#### Fragmento del texto:
⁂
El relato ayer descrito es la especulativa descripción de un alma. Más precisamente: la reseña de su fabricación. La joya es el alma de la persona digitalizada. En un momento dado, de hecho, el autor, Greg Egan, amaga una autocrítica: su perspectiva es una suerte de cartesianismo contemporizado: pongáse software donde res cogitans, póngase hardware donde res extensa. Pero eso sí, en la misma siguiente línea rechazará por irrelevante dicho argumento.
No obstante, y a pesar del rigor científico del relato, sigo descreyendo, aún descreo de la posibilidad de una entidad volitiva desgajada de una corporeidad específica a su vez mediatizada en un ambiente concreto: formamos parte dinámica de un todo indisoluble difícilmente, muy difícilmente escindible.
Se me ocurren varias pero parecidas objeciones. Para empezar: la ineludible firma de la materia en la cuál están inscritas nuestras actividades neuronales. En la propia historia se comenta que, la idea de dejar desconectado pero vivo al cerebro de una persona durante una semana, no es casual pues se posibilita de este modo la reversibilidad de una posible comandancia errónea por parte de la joya: en esa semana se verá si la persona es o no es la misma, en esa semana si el resultado es negativo, entonces cabría aún la posibilidad de reenchufar el cerebro.
Se puede preguntar uno, en consecuencia, por qué no mantener esa reversibilidad toda la vida neurobiológica restante. Basicamente porque el cerebro se degrada, las neuronas desfallecen y basta un milmillenésimo retardo en una conexión sináptica y aparecerá una divergencia conductual. Es evidente también que la joya no puede degradarse pues precisamente tal peculiaridad es lo que la hace más atractiva, ergo, sólo se puede mantener vivo el cerebro una semana más, una semana más que es el tiempo exacto y calculado para que un cerebro cambie perceptivamente, una semana más que es el tiempo máximo capaz de camuflarse la diferencia entre una máquina precisa e infalible y una masa cerebral marchita e inexacta.
Argumenta Egan entonces, y argumenta con razonable convicción, que la tasa de error en la réplica puede reducirse infinitesimalmente, puede reducirse en un caso analogable, aventuro yo, al de la traducción. Es cierto que, sin ir más lejos, la materialidad semiótica en donde se laboró Guerra y Paz: el ruso, es radicalmente distinta a la del español, pero bien puede traducirse dicha obra de una forma tal que no quepa hacer distingos entre la experiencia lectora de un lector ruso y uno hispanohablante, aunque bueno, no quepa hacer distingos entre ambos siempre en base a la agudeza perceptiva de los distintos lectores y eso sin olvidar que, en última instancia, se quiera o no, se acepte o no, Guerra y Paz no está meramente codificada en ruso: es una obra rusa.
⁂
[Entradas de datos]

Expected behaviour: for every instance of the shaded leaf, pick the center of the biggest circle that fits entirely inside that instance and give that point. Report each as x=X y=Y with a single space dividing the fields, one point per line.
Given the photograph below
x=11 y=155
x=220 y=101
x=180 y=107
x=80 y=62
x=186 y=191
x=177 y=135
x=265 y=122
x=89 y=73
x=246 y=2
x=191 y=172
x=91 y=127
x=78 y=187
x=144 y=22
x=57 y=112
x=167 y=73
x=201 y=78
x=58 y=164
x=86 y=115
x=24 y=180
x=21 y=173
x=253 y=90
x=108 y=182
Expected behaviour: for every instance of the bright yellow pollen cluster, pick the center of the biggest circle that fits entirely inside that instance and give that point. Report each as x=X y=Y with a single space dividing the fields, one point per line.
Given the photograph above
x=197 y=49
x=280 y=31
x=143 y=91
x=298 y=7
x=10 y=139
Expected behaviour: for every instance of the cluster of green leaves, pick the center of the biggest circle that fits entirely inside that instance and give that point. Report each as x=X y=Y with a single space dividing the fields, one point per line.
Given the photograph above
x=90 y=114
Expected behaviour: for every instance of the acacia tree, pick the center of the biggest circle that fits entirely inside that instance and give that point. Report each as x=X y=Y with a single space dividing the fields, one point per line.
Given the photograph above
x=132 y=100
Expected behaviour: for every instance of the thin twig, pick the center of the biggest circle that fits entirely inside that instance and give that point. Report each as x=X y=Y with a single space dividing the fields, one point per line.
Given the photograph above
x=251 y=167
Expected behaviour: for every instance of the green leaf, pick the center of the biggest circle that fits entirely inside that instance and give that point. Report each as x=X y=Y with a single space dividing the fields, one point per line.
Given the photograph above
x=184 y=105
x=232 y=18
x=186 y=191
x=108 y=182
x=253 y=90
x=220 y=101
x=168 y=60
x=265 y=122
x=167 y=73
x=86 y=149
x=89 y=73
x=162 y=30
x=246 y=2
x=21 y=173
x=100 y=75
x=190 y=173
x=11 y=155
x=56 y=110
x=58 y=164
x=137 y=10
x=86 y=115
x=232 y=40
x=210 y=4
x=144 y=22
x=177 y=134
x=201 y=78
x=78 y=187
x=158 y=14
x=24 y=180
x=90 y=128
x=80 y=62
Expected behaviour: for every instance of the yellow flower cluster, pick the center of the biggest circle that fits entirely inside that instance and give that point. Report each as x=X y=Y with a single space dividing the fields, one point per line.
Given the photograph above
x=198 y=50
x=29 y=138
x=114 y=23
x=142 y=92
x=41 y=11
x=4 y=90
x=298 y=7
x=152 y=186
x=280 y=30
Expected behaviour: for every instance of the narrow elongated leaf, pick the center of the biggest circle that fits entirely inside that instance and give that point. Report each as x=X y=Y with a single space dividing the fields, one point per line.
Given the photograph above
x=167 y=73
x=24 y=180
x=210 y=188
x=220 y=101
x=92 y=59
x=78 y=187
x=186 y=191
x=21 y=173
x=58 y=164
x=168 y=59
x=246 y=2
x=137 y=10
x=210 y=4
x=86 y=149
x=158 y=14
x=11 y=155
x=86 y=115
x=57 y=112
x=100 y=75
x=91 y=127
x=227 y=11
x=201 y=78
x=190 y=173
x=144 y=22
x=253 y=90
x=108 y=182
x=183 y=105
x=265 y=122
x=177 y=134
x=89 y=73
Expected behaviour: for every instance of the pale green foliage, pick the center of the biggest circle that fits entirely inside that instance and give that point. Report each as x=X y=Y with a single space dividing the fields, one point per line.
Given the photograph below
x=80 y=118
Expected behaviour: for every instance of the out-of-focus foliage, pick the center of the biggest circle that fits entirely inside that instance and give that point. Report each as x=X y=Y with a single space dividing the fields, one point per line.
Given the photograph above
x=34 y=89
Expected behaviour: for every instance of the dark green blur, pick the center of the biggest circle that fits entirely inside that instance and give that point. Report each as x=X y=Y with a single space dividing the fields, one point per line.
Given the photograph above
⁂
#### Consigna:
Según el texto sobre el relato de Egan, ¿por qué no se mantiene la reversibilidad durante toda la vida del cerebro y este solo se conserva vivo una semana más? Explícalo en una a tres oraciones, por favor.

#### Ejercicio resuelto:
Porque el cerebro se degrada: las neuronas desfallecen y basta un retardo mínimo en una conexión sináptica para que aparezca una divergencia conductual, mientras que la joya no se degrada. Por eso el cerebro solo puede mantenerse vivo una semana más, que es el tiempo máximo en que puede camuflarse la diferencia entre una máquina precisa e infalible y una masa cerebral marchita e inexacta.